REQUIRED TASK = Only the lines from the one containing "Place one keypoint on each instance of the horse hind" through the end of the data below should be copied, each exactly as written and with both ends kept.

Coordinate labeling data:
········

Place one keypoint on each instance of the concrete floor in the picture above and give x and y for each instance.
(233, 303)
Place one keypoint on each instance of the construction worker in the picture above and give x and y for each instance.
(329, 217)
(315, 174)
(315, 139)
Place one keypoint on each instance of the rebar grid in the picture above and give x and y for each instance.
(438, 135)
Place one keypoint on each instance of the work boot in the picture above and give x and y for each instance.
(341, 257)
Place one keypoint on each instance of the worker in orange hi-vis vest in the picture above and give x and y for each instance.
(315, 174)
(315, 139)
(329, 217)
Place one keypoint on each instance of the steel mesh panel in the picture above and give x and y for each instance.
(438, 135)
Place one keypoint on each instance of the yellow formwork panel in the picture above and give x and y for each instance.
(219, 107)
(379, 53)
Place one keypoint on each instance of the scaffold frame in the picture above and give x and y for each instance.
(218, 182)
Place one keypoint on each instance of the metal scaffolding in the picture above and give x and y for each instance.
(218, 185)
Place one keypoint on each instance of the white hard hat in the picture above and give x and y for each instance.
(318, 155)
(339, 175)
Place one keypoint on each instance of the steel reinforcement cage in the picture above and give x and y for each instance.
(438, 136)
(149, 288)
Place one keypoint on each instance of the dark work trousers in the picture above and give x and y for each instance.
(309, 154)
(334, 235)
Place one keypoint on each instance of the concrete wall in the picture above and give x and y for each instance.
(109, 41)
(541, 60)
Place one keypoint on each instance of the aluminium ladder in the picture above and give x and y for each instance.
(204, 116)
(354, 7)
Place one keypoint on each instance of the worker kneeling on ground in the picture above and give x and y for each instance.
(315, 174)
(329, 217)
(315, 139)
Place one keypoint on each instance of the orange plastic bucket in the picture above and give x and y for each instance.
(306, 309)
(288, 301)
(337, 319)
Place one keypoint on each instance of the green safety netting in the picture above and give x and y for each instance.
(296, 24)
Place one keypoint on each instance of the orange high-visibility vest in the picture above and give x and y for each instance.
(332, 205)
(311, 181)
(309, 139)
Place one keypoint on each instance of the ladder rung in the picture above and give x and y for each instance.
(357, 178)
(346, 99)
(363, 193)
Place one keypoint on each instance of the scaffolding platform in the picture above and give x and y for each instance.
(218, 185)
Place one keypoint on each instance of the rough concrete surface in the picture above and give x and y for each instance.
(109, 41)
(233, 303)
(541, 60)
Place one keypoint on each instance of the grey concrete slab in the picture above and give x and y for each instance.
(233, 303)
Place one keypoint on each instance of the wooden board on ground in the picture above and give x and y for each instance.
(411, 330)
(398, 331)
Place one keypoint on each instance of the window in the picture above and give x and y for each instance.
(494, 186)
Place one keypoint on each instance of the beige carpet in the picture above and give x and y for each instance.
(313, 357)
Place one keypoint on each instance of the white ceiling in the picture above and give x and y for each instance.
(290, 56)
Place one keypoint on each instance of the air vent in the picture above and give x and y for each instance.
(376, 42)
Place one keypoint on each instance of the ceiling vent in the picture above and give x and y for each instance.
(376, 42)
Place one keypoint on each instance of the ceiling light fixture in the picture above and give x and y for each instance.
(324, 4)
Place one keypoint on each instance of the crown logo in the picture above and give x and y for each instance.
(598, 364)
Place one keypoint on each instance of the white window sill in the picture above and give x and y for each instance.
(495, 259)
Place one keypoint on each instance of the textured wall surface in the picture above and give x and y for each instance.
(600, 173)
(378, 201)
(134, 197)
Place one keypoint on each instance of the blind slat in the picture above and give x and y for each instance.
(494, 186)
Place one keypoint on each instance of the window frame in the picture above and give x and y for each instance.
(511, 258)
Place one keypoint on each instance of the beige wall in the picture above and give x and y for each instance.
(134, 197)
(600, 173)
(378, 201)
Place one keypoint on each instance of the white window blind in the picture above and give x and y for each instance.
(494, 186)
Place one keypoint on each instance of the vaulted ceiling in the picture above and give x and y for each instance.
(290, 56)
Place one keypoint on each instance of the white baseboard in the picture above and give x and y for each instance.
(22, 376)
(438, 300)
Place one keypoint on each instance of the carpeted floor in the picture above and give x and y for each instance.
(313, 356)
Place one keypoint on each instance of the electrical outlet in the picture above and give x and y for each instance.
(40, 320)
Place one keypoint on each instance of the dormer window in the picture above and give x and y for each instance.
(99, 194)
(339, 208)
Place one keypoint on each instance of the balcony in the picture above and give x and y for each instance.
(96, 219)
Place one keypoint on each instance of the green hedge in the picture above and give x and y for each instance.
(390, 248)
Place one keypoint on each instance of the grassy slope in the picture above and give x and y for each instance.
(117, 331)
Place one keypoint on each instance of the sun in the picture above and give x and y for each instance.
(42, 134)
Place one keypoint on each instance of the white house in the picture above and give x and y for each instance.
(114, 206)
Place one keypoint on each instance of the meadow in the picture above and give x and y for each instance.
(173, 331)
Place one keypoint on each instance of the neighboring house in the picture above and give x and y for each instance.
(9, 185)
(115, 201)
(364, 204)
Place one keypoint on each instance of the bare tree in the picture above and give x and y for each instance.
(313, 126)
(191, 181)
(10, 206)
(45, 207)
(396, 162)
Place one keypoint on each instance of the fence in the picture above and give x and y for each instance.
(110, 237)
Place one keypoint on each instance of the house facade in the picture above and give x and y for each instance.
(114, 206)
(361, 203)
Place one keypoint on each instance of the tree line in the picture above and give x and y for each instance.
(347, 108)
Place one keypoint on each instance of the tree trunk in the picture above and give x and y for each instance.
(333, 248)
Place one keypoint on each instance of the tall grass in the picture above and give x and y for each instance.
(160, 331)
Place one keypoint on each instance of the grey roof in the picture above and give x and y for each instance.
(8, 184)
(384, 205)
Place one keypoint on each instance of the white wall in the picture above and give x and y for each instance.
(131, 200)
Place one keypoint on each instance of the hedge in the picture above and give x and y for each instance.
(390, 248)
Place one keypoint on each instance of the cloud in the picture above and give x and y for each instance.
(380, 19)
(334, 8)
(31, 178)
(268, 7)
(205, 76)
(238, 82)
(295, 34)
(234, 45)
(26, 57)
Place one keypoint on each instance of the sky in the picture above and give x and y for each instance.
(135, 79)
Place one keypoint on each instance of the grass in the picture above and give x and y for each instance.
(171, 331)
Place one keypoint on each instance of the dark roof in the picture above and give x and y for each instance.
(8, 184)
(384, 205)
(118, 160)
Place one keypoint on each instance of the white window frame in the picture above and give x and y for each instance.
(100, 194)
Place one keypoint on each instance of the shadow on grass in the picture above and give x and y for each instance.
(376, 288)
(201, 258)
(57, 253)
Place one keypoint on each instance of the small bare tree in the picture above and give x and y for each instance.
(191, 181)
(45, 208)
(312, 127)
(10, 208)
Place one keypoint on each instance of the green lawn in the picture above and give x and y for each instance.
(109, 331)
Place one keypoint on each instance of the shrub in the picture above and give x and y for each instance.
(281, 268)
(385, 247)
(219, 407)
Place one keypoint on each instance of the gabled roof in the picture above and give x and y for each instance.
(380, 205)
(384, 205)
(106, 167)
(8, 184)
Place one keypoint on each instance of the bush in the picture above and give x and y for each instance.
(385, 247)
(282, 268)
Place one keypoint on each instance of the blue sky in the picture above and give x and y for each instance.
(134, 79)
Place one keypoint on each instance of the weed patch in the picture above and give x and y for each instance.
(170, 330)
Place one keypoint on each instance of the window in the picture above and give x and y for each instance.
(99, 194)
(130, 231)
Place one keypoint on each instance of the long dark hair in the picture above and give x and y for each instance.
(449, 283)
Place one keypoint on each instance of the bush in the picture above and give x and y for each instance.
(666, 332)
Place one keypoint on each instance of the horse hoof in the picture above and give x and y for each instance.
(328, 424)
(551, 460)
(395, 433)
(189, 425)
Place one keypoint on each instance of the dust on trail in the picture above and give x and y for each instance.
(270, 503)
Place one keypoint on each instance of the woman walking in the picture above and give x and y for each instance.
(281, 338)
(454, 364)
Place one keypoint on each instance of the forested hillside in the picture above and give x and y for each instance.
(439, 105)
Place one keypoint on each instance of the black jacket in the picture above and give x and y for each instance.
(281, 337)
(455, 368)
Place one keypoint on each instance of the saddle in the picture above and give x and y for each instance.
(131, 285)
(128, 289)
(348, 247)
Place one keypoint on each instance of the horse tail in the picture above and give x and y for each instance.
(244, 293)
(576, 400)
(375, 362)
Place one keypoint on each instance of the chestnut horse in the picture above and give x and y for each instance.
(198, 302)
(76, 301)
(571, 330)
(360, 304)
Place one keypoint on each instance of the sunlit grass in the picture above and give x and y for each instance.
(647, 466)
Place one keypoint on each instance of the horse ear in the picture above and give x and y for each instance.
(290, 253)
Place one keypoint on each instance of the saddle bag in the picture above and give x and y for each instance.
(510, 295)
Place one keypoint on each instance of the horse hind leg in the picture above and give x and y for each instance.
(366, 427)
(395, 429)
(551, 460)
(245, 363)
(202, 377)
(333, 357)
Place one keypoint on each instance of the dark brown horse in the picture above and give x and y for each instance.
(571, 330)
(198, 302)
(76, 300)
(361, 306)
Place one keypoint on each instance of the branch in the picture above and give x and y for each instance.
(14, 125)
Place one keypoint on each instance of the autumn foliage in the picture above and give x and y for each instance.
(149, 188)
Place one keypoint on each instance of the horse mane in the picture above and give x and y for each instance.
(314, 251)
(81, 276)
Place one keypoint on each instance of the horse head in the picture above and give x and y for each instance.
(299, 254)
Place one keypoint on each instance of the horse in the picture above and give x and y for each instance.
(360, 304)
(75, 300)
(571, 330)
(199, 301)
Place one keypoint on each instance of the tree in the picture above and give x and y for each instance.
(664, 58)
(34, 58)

········

ANSWER TO THIS TASK =
Place one keypoint on each instance of the horse hind leg in the picture above and give x and y for each instance.
(366, 427)
(395, 429)
(551, 460)
(245, 363)
(202, 377)
(333, 357)
Place one keypoint on each instance of the dark brown horse in the picture above and give x and y for each instance.
(571, 330)
(198, 302)
(76, 300)
(361, 306)
Place one keypoint on each instance of the branch in the picture above and give x and y for each instance.
(14, 125)
Place one keypoint on each instance of the autumn foliage in the picture above and give x and y for each instance.
(149, 188)
Place one keypoint on each instance of the horse mane in the picture above and give x and y for each instance.
(314, 251)
(81, 276)
Place one keypoint on each instance of the horse head in the picture above and give x and y for each instance.
(299, 254)
Place one keypoint on each instance of the horse in the picture above and give x and y for each instance.
(360, 304)
(75, 300)
(571, 330)
(199, 301)
Place one keypoint on each instance of the tree in the picture above and give x and y for each instance.
(664, 58)
(34, 58)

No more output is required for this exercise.